## Textausschnitt
Bundesinnenministerin Nancy Faeser im Gespräch mit Außenministerin Annalena Baerbock. Foto: AFP/JOHN MACDOUGALL

Der Ruf nach Visaerleichterungen für Erdbebenopfer war in den vergangenen Tagen immer lauter geworden – besonders auch aus Baden-Württemberg. Jetzt haben Bundesinnenministerium und Auswärtiges Amt reagiert.

Es wäre ein Schritt, auf den viele Angehörige gehofft haben: Das Bundesinnenministerium und das Auswärtige Amt haben sich offenbar darauf geeinigt, dass Erdbebenopfer aus der Türkei und Syrien unbürokratisch mit Visa einreisen können, um vorübergehend bei Verwandten in Deutschland unterzukommen.

Nancy Faeser : „Das werden wir gemeinsam mit dem Auswärtigen Amt möglich machen“

Bundesinnenministerin Nancy Faeser (SPD) erklärte: „Es geht um Hilfe in der Not. Wir wollen ermöglichen, dass türkische oder syrische Familien in Deutschland ihre engen Verwandten aus der Katastrophenregion unbürokratisch zu sich holen können, damit sie bei uns Obdach finden und medizinisch behandelt werden können. Mit regulären Visa, die schnell erteilt werden und drei Monate gültig sind. Das werden wir gemeinsam mit dem Auswärtigen Amt möglich machen.“ Zuerst hatte die „Bild am Sonntag“ darüber berichtet. Das Bundesinnenministerium bestätigte das Zitat am Samstagabend unserer Zeitung. Details wurden nicht genannt, so bleibt zunächst offen, wie die Visaerleichterungen konkret aussehen.

Task Force nimmt jetzt die Arbeit auf

Bundesaußenministerien Annalena Baerbock twitterte am Abend: „Als Bundesregierung wollen wir helfen, dass Familien in Deutschland Angehörige, die vom Erdbeben betroffen sind, vorübergehend bei sich aufnehmen können, wenn sie kein Dach mehr über dem Kopf haben oder medizinische Behandlung brauchen.“Auswärtiges Amt und Bundesinnenministerium hätten eine Task Force gebildet, die jetzt die Arbeit aufnehme . „Ziel ist, Visaverfahren für Betroffene so unbürokratisch wie möglich zu machen.“ Auch Bundeslandwirtschaftsminister Cem Özdemir äußerte sich. Per Twitter erklärte er, überlebensnotwendige Hilfe dürfe nicht an Visabestimmungen scheitern.

## Bereitgestellte Daten
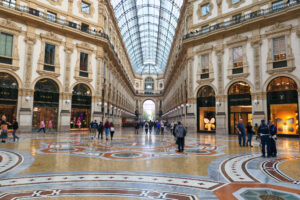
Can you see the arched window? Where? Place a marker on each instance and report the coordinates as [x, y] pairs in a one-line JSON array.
[[149, 84], [239, 88], [81, 90], [282, 84], [46, 85], [206, 91]]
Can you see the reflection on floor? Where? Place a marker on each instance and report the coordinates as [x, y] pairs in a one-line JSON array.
[[74, 166]]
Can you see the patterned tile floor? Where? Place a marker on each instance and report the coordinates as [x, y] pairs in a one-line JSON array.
[[74, 166]]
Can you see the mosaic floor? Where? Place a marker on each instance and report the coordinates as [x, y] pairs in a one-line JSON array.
[[74, 166]]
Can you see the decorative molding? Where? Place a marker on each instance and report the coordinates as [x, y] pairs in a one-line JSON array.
[[275, 31], [12, 28], [55, 2], [199, 10], [231, 5], [92, 9], [236, 40]]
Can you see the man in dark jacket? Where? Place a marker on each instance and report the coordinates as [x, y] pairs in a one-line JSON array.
[[15, 128], [100, 130], [263, 130], [273, 138], [180, 132]]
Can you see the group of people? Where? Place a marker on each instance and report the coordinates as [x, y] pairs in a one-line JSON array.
[[107, 127], [4, 129], [159, 127], [266, 132], [43, 126]]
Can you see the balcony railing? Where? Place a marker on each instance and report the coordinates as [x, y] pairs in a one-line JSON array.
[[63, 22], [244, 18]]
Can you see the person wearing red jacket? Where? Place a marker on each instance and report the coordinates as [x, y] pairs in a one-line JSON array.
[[107, 128]]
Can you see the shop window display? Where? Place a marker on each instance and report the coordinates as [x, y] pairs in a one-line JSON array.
[[283, 106], [45, 106], [239, 105], [81, 107], [206, 109], [8, 96]]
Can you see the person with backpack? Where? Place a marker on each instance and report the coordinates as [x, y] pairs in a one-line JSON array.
[[100, 130], [146, 127], [249, 134], [263, 129], [150, 126], [15, 127], [137, 127], [180, 134], [273, 138], [112, 131], [107, 128], [94, 127]]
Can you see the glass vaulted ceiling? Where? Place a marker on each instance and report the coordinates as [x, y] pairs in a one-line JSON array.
[[148, 28]]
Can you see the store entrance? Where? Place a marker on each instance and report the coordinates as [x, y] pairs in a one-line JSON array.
[[81, 107], [283, 109], [239, 105], [45, 105], [8, 97]]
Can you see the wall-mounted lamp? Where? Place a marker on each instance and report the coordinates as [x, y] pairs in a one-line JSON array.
[[27, 98], [68, 101]]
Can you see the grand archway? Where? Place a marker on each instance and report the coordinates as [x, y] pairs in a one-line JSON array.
[[149, 110]]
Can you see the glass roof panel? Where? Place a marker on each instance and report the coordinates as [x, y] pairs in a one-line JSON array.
[[148, 28]]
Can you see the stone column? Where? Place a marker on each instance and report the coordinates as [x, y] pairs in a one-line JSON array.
[[221, 122], [258, 98], [26, 95], [66, 95]]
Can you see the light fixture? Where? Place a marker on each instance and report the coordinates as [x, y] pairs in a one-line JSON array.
[[27, 98]]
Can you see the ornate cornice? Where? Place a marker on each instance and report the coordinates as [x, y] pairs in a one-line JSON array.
[[236, 39]]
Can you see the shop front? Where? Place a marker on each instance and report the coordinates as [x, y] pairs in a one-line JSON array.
[[81, 107], [45, 105], [206, 110], [239, 105], [283, 109], [8, 96]]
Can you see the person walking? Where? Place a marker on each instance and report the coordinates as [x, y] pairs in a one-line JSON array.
[[50, 125], [146, 127], [249, 134], [162, 127], [180, 134], [263, 130], [158, 127], [273, 138], [42, 126], [241, 132], [137, 127], [150, 126], [112, 131], [3, 129], [107, 129], [15, 127], [94, 127], [100, 130]]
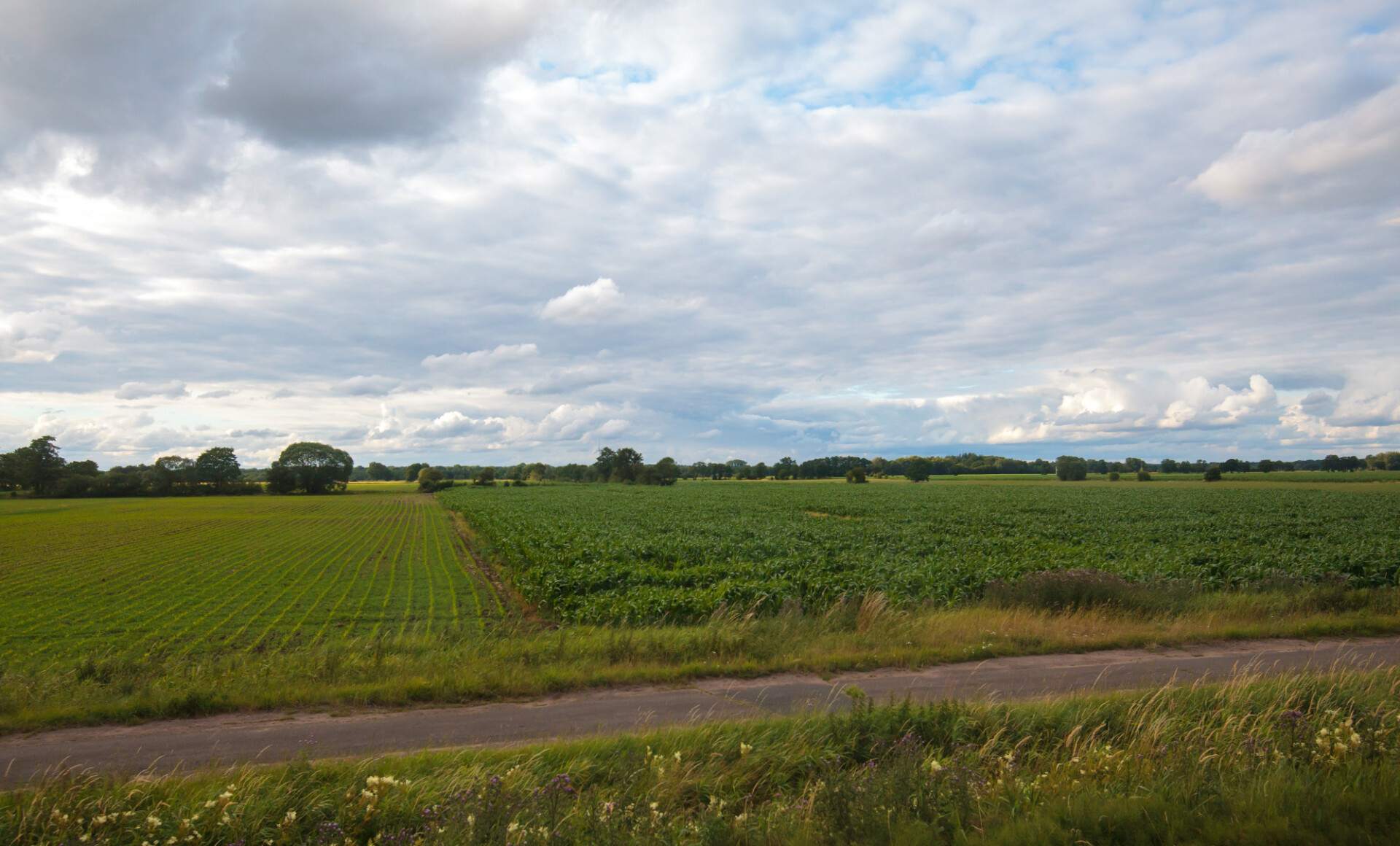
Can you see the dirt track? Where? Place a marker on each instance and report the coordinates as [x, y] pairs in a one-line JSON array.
[[268, 737]]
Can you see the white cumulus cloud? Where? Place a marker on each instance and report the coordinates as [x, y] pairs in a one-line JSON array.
[[584, 303]]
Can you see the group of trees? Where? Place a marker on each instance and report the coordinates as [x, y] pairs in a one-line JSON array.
[[39, 468], [626, 465], [310, 468]]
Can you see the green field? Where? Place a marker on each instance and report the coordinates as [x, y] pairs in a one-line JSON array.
[[225, 575], [622, 554]]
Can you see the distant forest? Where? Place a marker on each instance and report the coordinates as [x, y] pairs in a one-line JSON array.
[[832, 467], [42, 471]]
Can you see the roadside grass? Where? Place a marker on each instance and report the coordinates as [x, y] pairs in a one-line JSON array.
[[1278, 759], [514, 659]]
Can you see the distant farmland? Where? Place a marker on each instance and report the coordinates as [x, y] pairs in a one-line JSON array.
[[622, 554], [192, 576]]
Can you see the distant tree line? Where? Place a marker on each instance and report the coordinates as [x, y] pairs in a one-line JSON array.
[[626, 465], [42, 471]]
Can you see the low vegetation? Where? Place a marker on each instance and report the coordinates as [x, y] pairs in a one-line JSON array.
[[1291, 759], [518, 659], [633, 555]]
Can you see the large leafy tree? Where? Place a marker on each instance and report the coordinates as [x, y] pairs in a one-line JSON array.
[[1070, 468], [917, 468], [170, 473], [217, 465], [310, 467], [38, 467]]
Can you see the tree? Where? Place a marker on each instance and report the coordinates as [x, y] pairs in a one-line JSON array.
[[170, 473], [666, 471], [1070, 468], [430, 479], [217, 465], [310, 467], [39, 467], [623, 465], [917, 468], [82, 468], [604, 464]]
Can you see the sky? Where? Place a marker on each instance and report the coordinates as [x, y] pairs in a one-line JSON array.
[[488, 231]]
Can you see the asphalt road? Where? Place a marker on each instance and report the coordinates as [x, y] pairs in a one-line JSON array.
[[272, 737]]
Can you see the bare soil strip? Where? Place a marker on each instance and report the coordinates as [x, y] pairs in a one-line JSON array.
[[266, 739]]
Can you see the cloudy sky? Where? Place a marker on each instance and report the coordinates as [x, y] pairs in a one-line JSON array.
[[481, 230]]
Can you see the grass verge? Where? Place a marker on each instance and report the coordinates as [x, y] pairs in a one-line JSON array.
[[1280, 759], [516, 660]]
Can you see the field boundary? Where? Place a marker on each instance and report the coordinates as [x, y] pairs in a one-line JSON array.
[[266, 739], [491, 572]]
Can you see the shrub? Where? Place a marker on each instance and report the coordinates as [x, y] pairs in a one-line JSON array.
[[1065, 590], [1070, 468]]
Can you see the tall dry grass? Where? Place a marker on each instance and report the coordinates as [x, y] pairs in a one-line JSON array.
[[1278, 759]]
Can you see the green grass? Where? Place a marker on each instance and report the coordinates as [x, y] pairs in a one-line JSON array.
[[125, 581], [621, 554], [138, 610], [1284, 759]]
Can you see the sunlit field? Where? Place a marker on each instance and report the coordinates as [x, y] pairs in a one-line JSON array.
[[175, 578], [133, 610], [621, 554]]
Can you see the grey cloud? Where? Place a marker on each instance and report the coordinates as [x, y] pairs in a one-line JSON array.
[[366, 386], [1339, 161], [106, 66], [173, 389], [786, 273], [319, 71]]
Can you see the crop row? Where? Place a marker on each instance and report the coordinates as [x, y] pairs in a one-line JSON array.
[[139, 578], [645, 554]]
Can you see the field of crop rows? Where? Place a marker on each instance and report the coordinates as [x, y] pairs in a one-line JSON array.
[[611, 552], [179, 576]]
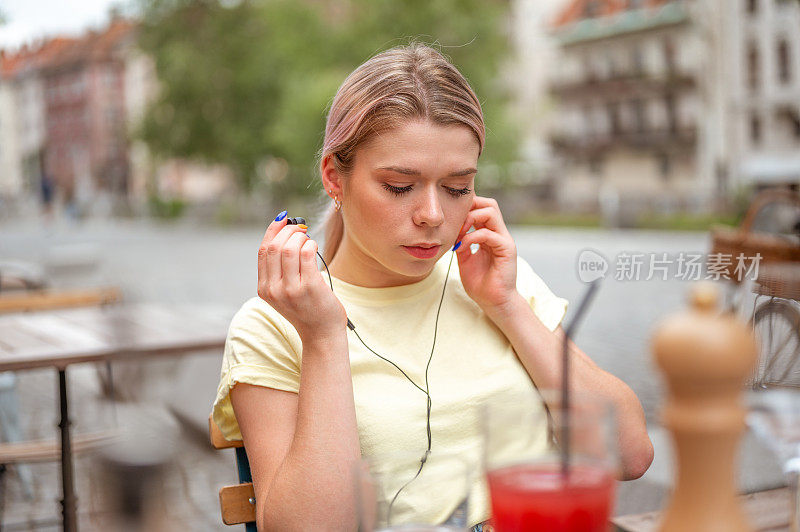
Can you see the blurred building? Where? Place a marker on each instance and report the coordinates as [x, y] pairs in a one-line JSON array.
[[84, 99], [764, 98], [22, 122], [632, 86]]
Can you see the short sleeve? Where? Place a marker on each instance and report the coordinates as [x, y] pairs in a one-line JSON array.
[[262, 348], [548, 307]]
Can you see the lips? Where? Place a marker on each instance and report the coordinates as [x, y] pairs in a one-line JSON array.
[[423, 251]]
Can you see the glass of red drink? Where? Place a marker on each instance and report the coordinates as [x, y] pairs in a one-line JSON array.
[[550, 466]]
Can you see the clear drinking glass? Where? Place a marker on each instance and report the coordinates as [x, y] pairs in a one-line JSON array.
[[396, 492], [550, 468], [775, 418]]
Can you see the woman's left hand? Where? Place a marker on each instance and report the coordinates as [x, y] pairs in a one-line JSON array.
[[490, 275]]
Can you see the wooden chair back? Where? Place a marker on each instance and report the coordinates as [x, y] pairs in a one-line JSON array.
[[237, 503]]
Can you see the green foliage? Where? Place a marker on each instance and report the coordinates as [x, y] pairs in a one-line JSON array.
[[171, 209], [246, 83]]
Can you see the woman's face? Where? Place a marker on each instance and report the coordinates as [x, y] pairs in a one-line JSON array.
[[404, 202]]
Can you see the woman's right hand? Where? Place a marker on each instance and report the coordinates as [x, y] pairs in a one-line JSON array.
[[289, 280]]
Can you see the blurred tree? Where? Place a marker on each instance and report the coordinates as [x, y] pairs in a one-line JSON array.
[[247, 83]]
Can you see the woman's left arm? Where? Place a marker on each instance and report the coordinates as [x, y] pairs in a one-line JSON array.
[[489, 277]]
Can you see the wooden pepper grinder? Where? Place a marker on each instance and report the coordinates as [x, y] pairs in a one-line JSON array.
[[705, 358]]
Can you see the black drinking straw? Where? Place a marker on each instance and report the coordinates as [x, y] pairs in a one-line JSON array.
[[565, 403]]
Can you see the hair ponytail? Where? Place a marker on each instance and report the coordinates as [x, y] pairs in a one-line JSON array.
[[397, 85]]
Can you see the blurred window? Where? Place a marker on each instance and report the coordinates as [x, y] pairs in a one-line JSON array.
[[596, 166], [664, 165], [755, 129], [672, 115], [612, 65], [637, 61], [588, 69], [669, 54], [639, 116], [613, 117], [752, 67], [784, 67], [587, 120]]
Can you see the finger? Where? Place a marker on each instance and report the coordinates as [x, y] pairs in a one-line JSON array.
[[485, 217], [274, 268], [290, 259], [486, 238], [308, 261], [272, 230]]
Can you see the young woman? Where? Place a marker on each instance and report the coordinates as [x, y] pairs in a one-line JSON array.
[[435, 332]]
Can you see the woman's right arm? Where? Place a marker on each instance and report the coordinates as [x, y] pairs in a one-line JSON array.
[[302, 447]]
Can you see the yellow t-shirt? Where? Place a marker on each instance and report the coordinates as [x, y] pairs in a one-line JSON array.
[[472, 361]]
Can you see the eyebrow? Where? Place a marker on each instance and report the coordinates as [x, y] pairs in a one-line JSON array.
[[411, 171]]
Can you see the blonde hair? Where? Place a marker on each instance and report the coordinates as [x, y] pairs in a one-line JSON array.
[[399, 84]]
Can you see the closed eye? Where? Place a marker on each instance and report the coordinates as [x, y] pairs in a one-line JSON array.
[[399, 191]]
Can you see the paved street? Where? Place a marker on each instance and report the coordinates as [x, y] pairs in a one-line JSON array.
[[186, 263]]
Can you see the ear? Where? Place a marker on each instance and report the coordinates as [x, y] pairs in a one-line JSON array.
[[331, 179]]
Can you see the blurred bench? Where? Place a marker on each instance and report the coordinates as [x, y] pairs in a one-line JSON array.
[[12, 449], [237, 503], [36, 300]]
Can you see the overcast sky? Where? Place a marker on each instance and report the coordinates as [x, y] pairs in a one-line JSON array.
[[27, 20]]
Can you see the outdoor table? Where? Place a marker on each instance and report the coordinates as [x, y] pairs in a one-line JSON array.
[[116, 332], [766, 510]]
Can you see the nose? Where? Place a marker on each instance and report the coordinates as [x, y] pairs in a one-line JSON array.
[[428, 210]]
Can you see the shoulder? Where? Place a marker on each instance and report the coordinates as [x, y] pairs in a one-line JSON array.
[[257, 326], [256, 314]]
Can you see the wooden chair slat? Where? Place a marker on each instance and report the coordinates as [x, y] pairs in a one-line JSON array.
[[235, 505], [218, 441]]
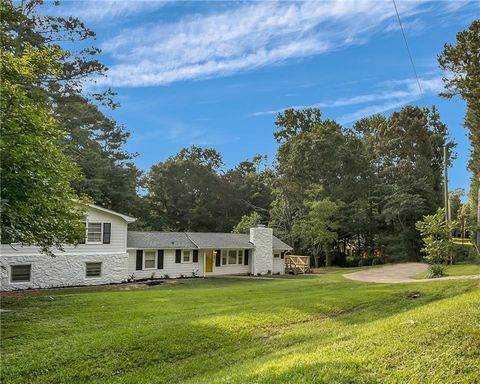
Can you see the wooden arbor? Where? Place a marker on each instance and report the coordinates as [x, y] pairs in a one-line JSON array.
[[297, 264]]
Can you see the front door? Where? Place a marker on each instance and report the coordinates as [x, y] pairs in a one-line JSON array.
[[209, 261]]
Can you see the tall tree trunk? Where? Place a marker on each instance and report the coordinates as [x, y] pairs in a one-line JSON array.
[[478, 216]]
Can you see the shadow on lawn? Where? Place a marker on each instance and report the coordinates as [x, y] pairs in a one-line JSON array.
[[204, 334]]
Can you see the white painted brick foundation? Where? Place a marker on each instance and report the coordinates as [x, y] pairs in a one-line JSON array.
[[64, 270]]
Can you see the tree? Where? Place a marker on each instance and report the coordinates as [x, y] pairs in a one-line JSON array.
[[408, 147], [38, 204], [247, 187], [247, 222], [463, 216], [438, 242], [183, 192], [317, 228], [94, 141], [455, 200], [462, 64]]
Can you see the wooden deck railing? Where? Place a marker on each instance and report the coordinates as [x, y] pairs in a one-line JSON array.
[[297, 264]]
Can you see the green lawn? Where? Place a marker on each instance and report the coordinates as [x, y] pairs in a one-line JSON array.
[[454, 270], [304, 329]]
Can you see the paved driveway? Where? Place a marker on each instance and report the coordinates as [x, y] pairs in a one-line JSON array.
[[398, 273]]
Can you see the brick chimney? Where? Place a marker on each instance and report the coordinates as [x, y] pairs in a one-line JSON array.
[[262, 238]]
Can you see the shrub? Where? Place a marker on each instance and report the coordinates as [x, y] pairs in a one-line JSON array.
[[378, 261], [364, 262], [436, 270], [465, 253], [350, 261]]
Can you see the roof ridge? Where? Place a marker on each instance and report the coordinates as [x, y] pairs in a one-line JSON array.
[[188, 237]]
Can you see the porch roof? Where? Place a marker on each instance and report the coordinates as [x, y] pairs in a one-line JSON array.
[[194, 240]]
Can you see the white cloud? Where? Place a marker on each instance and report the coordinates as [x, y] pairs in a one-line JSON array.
[[397, 99], [249, 36], [393, 94], [95, 11]]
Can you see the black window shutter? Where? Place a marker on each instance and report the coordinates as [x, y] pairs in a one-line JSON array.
[[160, 259], [82, 241], [107, 230], [139, 260]]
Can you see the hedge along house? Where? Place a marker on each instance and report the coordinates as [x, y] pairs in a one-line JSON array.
[[112, 254], [176, 254]]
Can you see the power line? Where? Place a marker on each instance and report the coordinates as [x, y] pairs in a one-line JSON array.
[[408, 48]]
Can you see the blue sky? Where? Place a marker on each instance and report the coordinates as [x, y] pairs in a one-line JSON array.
[[215, 74]]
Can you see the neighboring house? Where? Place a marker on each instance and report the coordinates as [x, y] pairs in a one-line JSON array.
[[112, 254]]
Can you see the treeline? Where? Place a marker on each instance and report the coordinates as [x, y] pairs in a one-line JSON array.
[[333, 191]]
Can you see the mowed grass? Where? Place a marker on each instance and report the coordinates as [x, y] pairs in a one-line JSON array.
[[453, 270], [305, 329]]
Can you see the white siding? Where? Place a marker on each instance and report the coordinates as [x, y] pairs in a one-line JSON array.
[[67, 268], [63, 270], [278, 263], [170, 268], [118, 239], [230, 270]]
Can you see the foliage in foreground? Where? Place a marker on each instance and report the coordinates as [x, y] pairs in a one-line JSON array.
[[438, 241], [320, 329], [38, 204], [461, 62]]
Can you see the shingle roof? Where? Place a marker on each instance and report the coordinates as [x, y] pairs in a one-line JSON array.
[[220, 240], [159, 240], [193, 240]]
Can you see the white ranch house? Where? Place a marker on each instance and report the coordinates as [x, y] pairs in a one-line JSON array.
[[113, 254]]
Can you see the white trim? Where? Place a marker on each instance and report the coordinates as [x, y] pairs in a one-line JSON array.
[[128, 219], [227, 251], [154, 260], [101, 269], [101, 232], [22, 281], [190, 258]]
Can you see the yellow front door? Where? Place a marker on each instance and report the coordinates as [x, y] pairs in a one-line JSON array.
[[209, 261]]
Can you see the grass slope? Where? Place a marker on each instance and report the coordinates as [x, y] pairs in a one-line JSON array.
[[310, 329]]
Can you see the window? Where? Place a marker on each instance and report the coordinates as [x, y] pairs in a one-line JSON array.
[[94, 232], [93, 269], [232, 257], [149, 260], [224, 257], [21, 273], [240, 256]]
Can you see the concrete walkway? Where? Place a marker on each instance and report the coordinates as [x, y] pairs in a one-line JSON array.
[[399, 273]]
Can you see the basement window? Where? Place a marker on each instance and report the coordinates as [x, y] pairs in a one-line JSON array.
[[21, 273], [93, 269]]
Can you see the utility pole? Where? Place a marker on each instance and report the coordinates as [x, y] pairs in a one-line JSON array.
[[445, 183]]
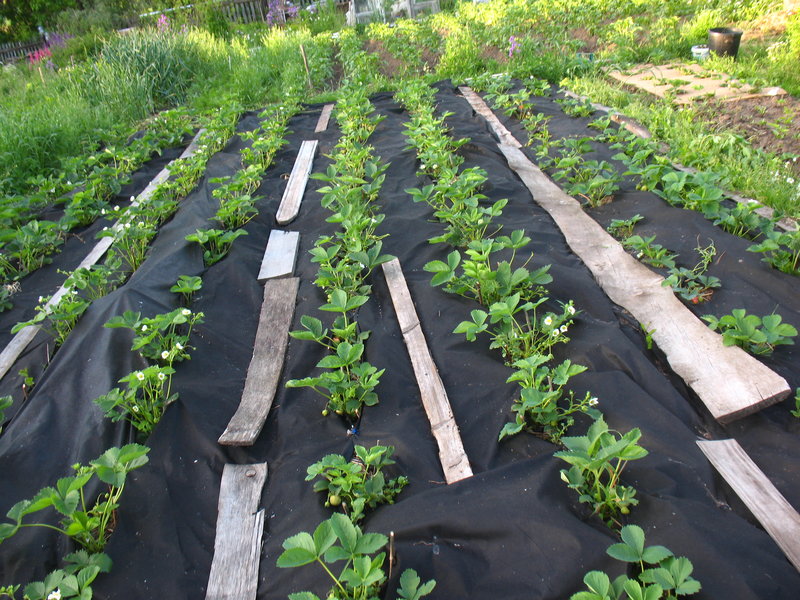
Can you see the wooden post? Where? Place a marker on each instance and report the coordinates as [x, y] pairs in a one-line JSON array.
[[293, 195], [324, 117], [730, 382], [280, 255], [767, 504], [264, 371], [240, 526], [455, 463]]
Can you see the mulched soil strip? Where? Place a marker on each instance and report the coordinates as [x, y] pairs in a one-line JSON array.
[[513, 530]]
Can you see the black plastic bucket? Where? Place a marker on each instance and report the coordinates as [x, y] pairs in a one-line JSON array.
[[724, 41]]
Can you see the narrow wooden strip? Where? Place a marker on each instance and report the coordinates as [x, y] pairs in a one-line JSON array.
[[280, 255], [240, 527], [264, 371], [483, 110], [455, 463], [730, 382], [324, 117], [767, 504], [25, 336], [293, 195]]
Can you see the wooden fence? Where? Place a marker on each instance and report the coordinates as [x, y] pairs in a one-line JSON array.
[[16, 50]]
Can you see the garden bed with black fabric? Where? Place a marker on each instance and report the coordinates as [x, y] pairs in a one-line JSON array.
[[514, 529]]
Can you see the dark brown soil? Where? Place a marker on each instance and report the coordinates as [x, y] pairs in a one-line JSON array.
[[388, 64], [769, 123]]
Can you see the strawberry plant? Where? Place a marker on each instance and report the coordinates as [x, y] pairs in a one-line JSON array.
[[623, 228], [653, 254], [57, 319], [87, 524], [541, 406], [362, 575], [757, 335], [215, 243], [597, 460], [73, 581], [659, 573], [357, 485]]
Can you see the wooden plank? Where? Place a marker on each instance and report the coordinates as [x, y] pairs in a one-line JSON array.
[[25, 336], [293, 195], [324, 117], [767, 504], [484, 111], [730, 382], [280, 255], [240, 527], [264, 371], [455, 463]]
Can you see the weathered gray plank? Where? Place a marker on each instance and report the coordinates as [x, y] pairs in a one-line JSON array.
[[280, 255], [25, 336], [264, 371], [240, 526], [767, 504], [324, 117], [293, 195], [455, 463], [480, 107], [730, 382]]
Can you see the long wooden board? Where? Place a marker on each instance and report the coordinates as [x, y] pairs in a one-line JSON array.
[[293, 195], [730, 382], [763, 499], [455, 463], [280, 255], [265, 367], [25, 336], [240, 526], [324, 117]]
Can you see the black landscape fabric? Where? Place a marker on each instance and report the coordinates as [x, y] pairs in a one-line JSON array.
[[513, 530]]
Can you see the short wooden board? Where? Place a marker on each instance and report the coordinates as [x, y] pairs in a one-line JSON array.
[[265, 368], [692, 83], [25, 336], [293, 195], [730, 382], [324, 118], [455, 463], [767, 504], [240, 527], [280, 255]]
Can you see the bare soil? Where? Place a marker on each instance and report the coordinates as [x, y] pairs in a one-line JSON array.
[[769, 123]]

## Übungsaufgabe
Kopiere aus dem Artikel über die Visaerleichterungen wortgetreu den Abschnitt zwischen „Der Ruf nach“ und „in Deutschland unterzukommen.“, beide Stellen eingeschlossen. Die Zeilen sind eigenständiges Material und gehören nicht zum Artikel.

## Endergebnis
Der Ruf nach Visaerleichterungen für Erdbebenopfer war in den vergangenen Tagen immer lauter geworden – besonders auch aus Baden-Württemberg. Jetzt haben Bundesinnenministerium und Auswärtiges Amt reagiert.

Es wäre ein Schritt, auf den viele Angehörige gehofft haben: Das Bundesinnenministerium und das Auswärtige Amt haben sich offenbar darauf geeinigt, dass Erdbebenopfer aus der Türkei und Syrien unbürokratisch mit Visa einreisen können, um vorübergehend bei Verwandten in Deutschland unterzukommen.